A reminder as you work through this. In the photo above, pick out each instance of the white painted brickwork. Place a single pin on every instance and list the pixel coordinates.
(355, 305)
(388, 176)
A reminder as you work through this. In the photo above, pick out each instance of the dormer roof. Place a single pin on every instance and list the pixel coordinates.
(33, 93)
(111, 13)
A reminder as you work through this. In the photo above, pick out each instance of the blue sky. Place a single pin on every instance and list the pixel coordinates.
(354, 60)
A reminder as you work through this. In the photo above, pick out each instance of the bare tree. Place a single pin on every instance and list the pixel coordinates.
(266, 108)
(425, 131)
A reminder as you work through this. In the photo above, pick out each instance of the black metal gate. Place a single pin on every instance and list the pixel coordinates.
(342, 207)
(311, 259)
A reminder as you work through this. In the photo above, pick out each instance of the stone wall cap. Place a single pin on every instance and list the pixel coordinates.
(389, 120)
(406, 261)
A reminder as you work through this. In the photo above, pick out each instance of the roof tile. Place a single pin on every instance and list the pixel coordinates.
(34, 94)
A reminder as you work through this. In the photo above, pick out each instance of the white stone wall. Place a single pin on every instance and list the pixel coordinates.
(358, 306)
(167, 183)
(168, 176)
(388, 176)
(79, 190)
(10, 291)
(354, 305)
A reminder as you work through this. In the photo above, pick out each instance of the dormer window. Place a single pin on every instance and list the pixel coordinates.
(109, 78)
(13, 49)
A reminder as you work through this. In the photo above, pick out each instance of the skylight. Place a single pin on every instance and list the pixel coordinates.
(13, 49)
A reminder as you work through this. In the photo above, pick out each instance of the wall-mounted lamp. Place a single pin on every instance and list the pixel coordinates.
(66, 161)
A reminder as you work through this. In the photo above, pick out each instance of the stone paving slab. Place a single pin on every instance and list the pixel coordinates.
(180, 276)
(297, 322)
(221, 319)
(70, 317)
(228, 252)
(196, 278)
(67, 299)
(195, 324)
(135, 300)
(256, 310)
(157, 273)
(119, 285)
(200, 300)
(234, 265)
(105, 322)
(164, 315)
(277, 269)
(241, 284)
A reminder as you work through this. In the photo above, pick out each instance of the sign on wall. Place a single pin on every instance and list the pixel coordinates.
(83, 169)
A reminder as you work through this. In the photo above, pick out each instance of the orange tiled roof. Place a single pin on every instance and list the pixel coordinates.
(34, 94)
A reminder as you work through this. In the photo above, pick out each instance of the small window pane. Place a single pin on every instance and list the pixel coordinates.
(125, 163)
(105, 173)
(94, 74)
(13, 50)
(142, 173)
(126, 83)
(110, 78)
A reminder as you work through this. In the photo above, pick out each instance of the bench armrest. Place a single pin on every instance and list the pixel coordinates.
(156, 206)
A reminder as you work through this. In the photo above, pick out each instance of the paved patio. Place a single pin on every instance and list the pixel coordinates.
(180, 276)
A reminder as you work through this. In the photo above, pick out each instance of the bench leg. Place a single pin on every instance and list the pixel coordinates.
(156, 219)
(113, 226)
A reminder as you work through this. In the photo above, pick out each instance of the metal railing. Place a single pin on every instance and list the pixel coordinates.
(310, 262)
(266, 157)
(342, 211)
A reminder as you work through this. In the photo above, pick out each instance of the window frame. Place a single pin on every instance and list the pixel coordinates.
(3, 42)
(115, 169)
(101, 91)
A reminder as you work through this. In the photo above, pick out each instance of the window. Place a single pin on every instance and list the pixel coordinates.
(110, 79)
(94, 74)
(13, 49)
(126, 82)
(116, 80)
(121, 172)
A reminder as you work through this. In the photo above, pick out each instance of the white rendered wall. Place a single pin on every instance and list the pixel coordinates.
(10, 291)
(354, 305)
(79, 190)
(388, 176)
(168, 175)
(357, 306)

★ ★ ★

= What the task requires =
Starting at the line that has "the bench leg." and stopping after the last line of the data, write out every line in full and shift each coordinate in the answers by -83.

= Response =
A reminder as you work through this. In the photo above, pick out each instance of the bench leg. Place a single pin on every instance and list the pixel coordinates.
(73, 136)
(30, 143)
A reminder as you work through this. In the photo above, pick out each instance of the metal railing. Place a single pin on every instance and list the pixel coordinates.
(227, 179)
(183, 74)
(259, 128)
A reminder as you work through this. In the photo above, pick out each instance of the window frame. Place a single pin on every instance and list the pixel coordinates.
(-80, -41)
(32, 86)
(18, 8)
A reminder as you work through this. In the photo above, pick out each instance of the window. Place a single pin on every instance and list the pixel coordinates.
(27, -4)
(11, -9)
(-70, -34)
(43, -1)
(33, -3)
(38, 89)
A reminder as you work through this. In the photo above, pick out each instance of the white rendered wall. Place a single pin on every instance and list the pixel coordinates.
(-73, 208)
(271, 222)
(-4, 107)
(305, 93)
(85, 92)
(274, 223)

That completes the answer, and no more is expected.